◆ Referring expression data ◆
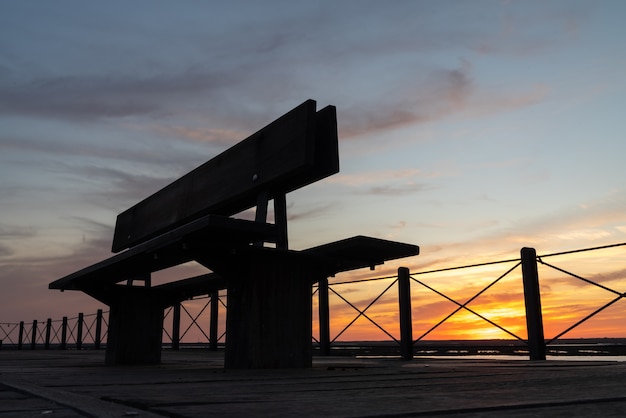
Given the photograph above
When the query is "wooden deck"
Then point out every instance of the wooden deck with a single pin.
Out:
(193, 383)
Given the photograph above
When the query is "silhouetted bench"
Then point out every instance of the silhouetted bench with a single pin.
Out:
(269, 287)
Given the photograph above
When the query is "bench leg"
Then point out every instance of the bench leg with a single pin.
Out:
(135, 328)
(268, 323)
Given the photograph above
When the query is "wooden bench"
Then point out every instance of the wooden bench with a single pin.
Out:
(269, 287)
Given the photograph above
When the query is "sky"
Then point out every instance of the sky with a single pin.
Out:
(469, 128)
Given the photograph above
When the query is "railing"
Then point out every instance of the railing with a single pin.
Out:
(82, 331)
(186, 322)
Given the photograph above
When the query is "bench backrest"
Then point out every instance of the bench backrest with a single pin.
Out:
(296, 149)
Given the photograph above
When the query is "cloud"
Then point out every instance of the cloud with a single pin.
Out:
(89, 97)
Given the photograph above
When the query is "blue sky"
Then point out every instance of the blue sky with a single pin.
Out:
(470, 128)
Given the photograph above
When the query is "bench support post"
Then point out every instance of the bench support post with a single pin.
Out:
(324, 317)
(98, 336)
(176, 326)
(63, 345)
(48, 329)
(532, 298)
(135, 328)
(406, 323)
(79, 331)
(33, 336)
(268, 323)
(215, 300)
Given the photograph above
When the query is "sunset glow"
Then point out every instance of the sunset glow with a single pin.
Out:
(471, 129)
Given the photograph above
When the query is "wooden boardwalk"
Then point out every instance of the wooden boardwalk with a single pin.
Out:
(193, 383)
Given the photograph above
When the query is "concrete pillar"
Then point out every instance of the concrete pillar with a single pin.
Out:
(406, 322)
(215, 300)
(135, 327)
(324, 317)
(532, 298)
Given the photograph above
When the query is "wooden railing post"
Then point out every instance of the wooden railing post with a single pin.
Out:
(79, 332)
(406, 323)
(33, 335)
(215, 301)
(324, 317)
(48, 330)
(176, 326)
(64, 334)
(532, 298)
(20, 336)
(98, 336)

◆ Exercise directions ◆
Retype the entries above word for word, minus any images.

◆ Answer to this task ◆
Given the photograph above
When the query is "wooden deck"
Then point out every instance of the wooden deck with a single pin.
Out:
(193, 383)
Given the photograph above
When the query is "silhouetted bench"
Then point out every instance of the silhouetted bench with a single pin.
Out:
(269, 287)
Given the photograph above
When the query is "bench leg"
Then point out every instance of the bench leg with a single pin.
Out:
(135, 328)
(268, 323)
Given the photograph above
When the query is "wooden bench"
Then point out every instance of the wooden bench with a single pin.
Out:
(269, 287)
Given the photograph above
When the query is "sky"
Then point out every instance of the sky with a single pin.
Out:
(469, 128)
Given the photograph above
When the query is "railing"
Then point out every instance of the railing with a single pin.
Out:
(82, 331)
(186, 322)
Given the photograph above
When the query is "bench backrest"
Then point out every instance of the bench backrest with a single pin.
Out:
(296, 149)
Given the photograph above
When the query is "cloud"
Then point out every instance of the cloud with a single pin.
Out:
(89, 97)
Given the photograph above
When the query is "blue sky"
Then point out every instance of the blue sky with a single pin.
Out:
(470, 128)
Given the photograph above
When the query is "bench support post"
Then point out every instance of the bench support post with a single pin.
Out:
(324, 317)
(98, 336)
(176, 326)
(63, 345)
(48, 329)
(532, 298)
(135, 328)
(406, 323)
(79, 331)
(33, 336)
(268, 323)
(215, 300)
Given the photograph above
When the query is "sunset glow"
Then point out every instance of the sunset glow with a single pin.
Out:
(471, 129)
Given the photograph above
When the query is "wooden boardwalk"
Then point out every instance of the wooden boardwalk with a single pin.
Out:
(193, 383)
Given the photograph above
When the query is "concrete pillar"
Then point out every instance of the concrete pillar with a single pin.
Out:
(406, 322)
(215, 300)
(135, 327)
(324, 317)
(532, 298)
Given the photograph above
When the query is "wooden railing post"
Then point out every instance of the wooden railing post with a single pin.
Out:
(79, 332)
(406, 323)
(33, 335)
(215, 301)
(324, 317)
(48, 330)
(176, 326)
(64, 334)
(532, 298)
(20, 336)
(98, 336)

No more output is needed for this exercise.